EXERCISE OBJECTIVE
Of the lines below, count those containing the word "camouflage". Reply with the number alone.

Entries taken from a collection
-*-
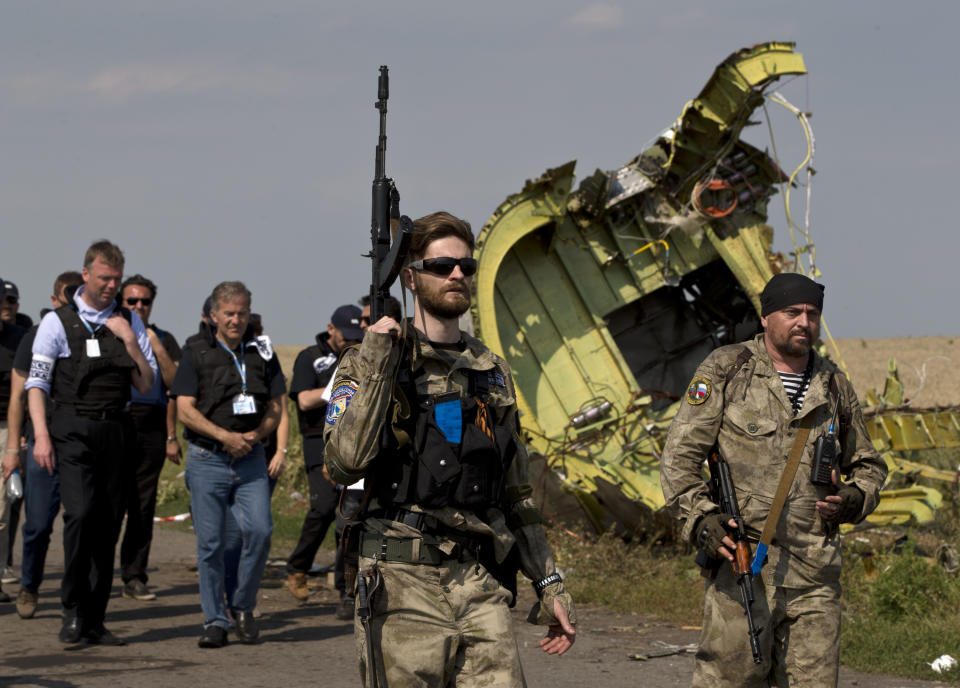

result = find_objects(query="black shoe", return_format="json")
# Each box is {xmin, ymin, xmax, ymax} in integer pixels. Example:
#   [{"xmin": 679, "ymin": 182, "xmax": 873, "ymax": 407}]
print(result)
[
  {"xmin": 59, "ymin": 615, "xmax": 83, "ymax": 644},
  {"xmin": 83, "ymin": 626, "xmax": 126, "ymax": 646},
  {"xmin": 198, "ymin": 625, "xmax": 228, "ymax": 649},
  {"xmin": 336, "ymin": 597, "xmax": 355, "ymax": 620},
  {"xmin": 232, "ymin": 610, "xmax": 260, "ymax": 644}
]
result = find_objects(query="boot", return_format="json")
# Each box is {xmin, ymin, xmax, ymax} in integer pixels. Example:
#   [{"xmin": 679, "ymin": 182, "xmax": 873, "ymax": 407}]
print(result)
[{"xmin": 286, "ymin": 572, "xmax": 310, "ymax": 601}]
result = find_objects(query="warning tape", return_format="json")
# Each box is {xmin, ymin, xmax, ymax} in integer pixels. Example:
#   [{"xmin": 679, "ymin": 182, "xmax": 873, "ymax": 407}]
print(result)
[{"xmin": 154, "ymin": 513, "xmax": 192, "ymax": 523}]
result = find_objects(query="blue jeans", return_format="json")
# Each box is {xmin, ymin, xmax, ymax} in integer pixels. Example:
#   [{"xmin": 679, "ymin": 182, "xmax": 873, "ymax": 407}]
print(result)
[
  {"xmin": 185, "ymin": 442, "xmax": 272, "ymax": 630},
  {"xmin": 21, "ymin": 442, "xmax": 61, "ymax": 593},
  {"xmin": 223, "ymin": 468, "xmax": 277, "ymax": 605}
]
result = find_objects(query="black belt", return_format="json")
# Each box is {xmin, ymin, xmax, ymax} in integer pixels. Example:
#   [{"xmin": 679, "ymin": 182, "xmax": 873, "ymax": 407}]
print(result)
[
  {"xmin": 190, "ymin": 436, "xmax": 227, "ymax": 453},
  {"xmin": 380, "ymin": 508, "xmax": 488, "ymax": 549},
  {"xmin": 55, "ymin": 405, "xmax": 129, "ymax": 421}
]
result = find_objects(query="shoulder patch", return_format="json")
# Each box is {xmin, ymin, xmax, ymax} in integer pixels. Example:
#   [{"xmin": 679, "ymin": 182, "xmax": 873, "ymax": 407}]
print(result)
[
  {"xmin": 325, "ymin": 380, "xmax": 359, "ymax": 425},
  {"xmin": 313, "ymin": 353, "xmax": 337, "ymax": 374},
  {"xmin": 248, "ymin": 335, "xmax": 274, "ymax": 361},
  {"xmin": 487, "ymin": 371, "xmax": 506, "ymax": 388},
  {"xmin": 686, "ymin": 376, "xmax": 712, "ymax": 405}
]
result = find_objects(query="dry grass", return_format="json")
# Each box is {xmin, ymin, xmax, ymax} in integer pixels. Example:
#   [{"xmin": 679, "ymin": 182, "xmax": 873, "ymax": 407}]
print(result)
[{"xmin": 832, "ymin": 336, "xmax": 959, "ymax": 407}]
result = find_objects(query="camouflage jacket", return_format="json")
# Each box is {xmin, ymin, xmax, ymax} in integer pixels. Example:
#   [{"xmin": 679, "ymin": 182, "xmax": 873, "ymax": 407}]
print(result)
[
  {"xmin": 324, "ymin": 326, "xmax": 573, "ymax": 624},
  {"xmin": 660, "ymin": 334, "xmax": 887, "ymax": 588}
]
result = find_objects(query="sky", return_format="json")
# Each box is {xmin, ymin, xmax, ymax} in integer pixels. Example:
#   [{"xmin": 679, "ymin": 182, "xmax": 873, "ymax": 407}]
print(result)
[{"xmin": 1, "ymin": 2, "xmax": 955, "ymax": 344}]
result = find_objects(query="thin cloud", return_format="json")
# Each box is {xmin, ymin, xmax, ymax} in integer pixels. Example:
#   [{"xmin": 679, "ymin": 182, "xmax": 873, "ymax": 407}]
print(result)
[
  {"xmin": 569, "ymin": 3, "xmax": 623, "ymax": 30},
  {"xmin": 6, "ymin": 62, "xmax": 297, "ymax": 106}
]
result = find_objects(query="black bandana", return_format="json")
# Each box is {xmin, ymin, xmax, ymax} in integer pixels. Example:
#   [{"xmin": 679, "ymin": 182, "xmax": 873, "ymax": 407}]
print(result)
[{"xmin": 760, "ymin": 273, "xmax": 824, "ymax": 317}]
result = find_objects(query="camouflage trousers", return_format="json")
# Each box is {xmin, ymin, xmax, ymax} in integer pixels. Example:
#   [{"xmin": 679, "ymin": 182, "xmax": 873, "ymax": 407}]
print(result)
[
  {"xmin": 693, "ymin": 562, "xmax": 841, "ymax": 687},
  {"xmin": 355, "ymin": 552, "xmax": 525, "ymax": 688}
]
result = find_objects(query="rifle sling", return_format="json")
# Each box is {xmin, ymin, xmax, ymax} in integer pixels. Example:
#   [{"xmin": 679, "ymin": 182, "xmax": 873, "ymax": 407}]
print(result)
[{"xmin": 750, "ymin": 413, "xmax": 814, "ymax": 575}]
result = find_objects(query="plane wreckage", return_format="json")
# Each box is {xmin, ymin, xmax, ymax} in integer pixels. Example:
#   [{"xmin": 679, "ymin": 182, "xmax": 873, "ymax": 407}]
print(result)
[{"xmin": 469, "ymin": 42, "xmax": 960, "ymax": 537}]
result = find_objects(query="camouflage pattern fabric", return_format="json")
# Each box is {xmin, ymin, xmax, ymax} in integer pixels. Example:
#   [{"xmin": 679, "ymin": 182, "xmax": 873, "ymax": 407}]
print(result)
[
  {"xmin": 661, "ymin": 334, "xmax": 886, "ymax": 684},
  {"xmin": 325, "ymin": 326, "xmax": 574, "ymax": 682},
  {"xmin": 661, "ymin": 334, "xmax": 887, "ymax": 588},
  {"xmin": 694, "ymin": 562, "xmax": 841, "ymax": 687},
  {"xmin": 355, "ymin": 554, "xmax": 524, "ymax": 688}
]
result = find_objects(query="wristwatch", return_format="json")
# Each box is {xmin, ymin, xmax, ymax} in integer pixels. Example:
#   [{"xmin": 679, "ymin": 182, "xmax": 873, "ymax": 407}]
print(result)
[
  {"xmin": 166, "ymin": 436, "xmax": 178, "ymax": 444},
  {"xmin": 532, "ymin": 572, "xmax": 563, "ymax": 595}
]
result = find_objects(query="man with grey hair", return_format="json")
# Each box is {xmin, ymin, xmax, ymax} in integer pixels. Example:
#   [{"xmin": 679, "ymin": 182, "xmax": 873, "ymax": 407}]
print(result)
[{"xmin": 172, "ymin": 281, "xmax": 286, "ymax": 649}]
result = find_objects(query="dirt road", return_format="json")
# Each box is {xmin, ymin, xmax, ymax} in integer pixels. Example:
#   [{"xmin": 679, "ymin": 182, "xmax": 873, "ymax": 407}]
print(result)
[{"xmin": 0, "ymin": 522, "xmax": 949, "ymax": 688}]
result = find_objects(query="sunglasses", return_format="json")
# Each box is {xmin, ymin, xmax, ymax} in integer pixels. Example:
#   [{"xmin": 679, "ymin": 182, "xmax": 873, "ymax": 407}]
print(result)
[
  {"xmin": 2, "ymin": 296, "xmax": 17, "ymax": 305},
  {"xmin": 125, "ymin": 297, "xmax": 153, "ymax": 306},
  {"xmin": 407, "ymin": 257, "xmax": 478, "ymax": 277}
]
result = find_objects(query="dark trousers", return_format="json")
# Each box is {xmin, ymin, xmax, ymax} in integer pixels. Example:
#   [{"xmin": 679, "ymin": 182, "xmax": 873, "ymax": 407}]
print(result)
[
  {"xmin": 52, "ymin": 412, "xmax": 129, "ymax": 628},
  {"xmin": 287, "ymin": 436, "xmax": 337, "ymax": 574},
  {"xmin": 334, "ymin": 489, "xmax": 363, "ymax": 599},
  {"xmin": 119, "ymin": 404, "xmax": 167, "ymax": 584}
]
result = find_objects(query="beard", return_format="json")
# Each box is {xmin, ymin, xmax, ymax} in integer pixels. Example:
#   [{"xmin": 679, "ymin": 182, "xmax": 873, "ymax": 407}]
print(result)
[
  {"xmin": 772, "ymin": 326, "xmax": 815, "ymax": 358},
  {"xmin": 417, "ymin": 281, "xmax": 471, "ymax": 319}
]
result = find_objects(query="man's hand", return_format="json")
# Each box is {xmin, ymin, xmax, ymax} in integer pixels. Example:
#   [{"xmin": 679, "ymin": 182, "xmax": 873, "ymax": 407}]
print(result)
[
  {"xmin": 145, "ymin": 327, "xmax": 162, "ymax": 349},
  {"xmin": 104, "ymin": 313, "xmax": 137, "ymax": 345},
  {"xmin": 268, "ymin": 451, "xmax": 285, "ymax": 479},
  {"xmin": 33, "ymin": 434, "xmax": 56, "ymax": 475},
  {"xmin": 816, "ymin": 469, "xmax": 864, "ymax": 524},
  {"xmin": 696, "ymin": 512, "xmax": 737, "ymax": 562},
  {"xmin": 2, "ymin": 449, "xmax": 20, "ymax": 480},
  {"xmin": 539, "ymin": 598, "xmax": 576, "ymax": 656},
  {"xmin": 165, "ymin": 437, "xmax": 182, "ymax": 465},
  {"xmin": 222, "ymin": 432, "xmax": 254, "ymax": 458},
  {"xmin": 367, "ymin": 316, "xmax": 401, "ymax": 339},
  {"xmin": 321, "ymin": 462, "xmax": 338, "ymax": 487}
]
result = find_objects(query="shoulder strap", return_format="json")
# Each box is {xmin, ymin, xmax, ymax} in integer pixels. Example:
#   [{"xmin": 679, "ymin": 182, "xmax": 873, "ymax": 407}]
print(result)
[
  {"xmin": 725, "ymin": 346, "xmax": 754, "ymax": 384},
  {"xmin": 750, "ymin": 413, "xmax": 815, "ymax": 575}
]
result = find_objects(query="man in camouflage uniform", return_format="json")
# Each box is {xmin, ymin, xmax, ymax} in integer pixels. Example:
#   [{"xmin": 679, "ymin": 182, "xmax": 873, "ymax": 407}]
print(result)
[
  {"xmin": 324, "ymin": 211, "xmax": 576, "ymax": 687},
  {"xmin": 661, "ymin": 273, "xmax": 887, "ymax": 687}
]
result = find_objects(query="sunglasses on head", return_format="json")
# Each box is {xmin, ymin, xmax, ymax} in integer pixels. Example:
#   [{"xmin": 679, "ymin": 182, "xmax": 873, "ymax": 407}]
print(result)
[
  {"xmin": 407, "ymin": 257, "xmax": 478, "ymax": 277},
  {"xmin": 125, "ymin": 297, "xmax": 152, "ymax": 306}
]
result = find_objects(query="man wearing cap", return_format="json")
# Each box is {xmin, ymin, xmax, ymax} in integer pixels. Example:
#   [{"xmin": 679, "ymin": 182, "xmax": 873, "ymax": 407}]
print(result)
[
  {"xmin": 172, "ymin": 281, "xmax": 285, "ymax": 648},
  {"xmin": 4, "ymin": 270, "xmax": 83, "ymax": 619},
  {"xmin": 117, "ymin": 274, "xmax": 183, "ymax": 602},
  {"xmin": 660, "ymin": 272, "xmax": 888, "ymax": 686},
  {"xmin": 284, "ymin": 304, "xmax": 363, "ymax": 604},
  {"xmin": 1, "ymin": 280, "xmax": 34, "ymax": 330},
  {"xmin": 0, "ymin": 278, "xmax": 28, "ymax": 602}
]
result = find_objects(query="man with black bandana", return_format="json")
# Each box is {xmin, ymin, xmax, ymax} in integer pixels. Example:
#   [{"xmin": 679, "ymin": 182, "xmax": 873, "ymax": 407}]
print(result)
[
  {"xmin": 660, "ymin": 272, "xmax": 888, "ymax": 687},
  {"xmin": 325, "ymin": 211, "xmax": 576, "ymax": 687}
]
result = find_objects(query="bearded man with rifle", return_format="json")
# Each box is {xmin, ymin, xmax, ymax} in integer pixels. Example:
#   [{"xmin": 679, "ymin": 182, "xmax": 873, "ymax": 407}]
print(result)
[
  {"xmin": 323, "ymin": 66, "xmax": 576, "ymax": 688},
  {"xmin": 661, "ymin": 273, "xmax": 887, "ymax": 687}
]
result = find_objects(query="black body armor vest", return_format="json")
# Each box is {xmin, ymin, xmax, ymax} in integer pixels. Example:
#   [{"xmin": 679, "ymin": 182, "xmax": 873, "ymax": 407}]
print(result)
-*-
EXERCISE SOLUTION
4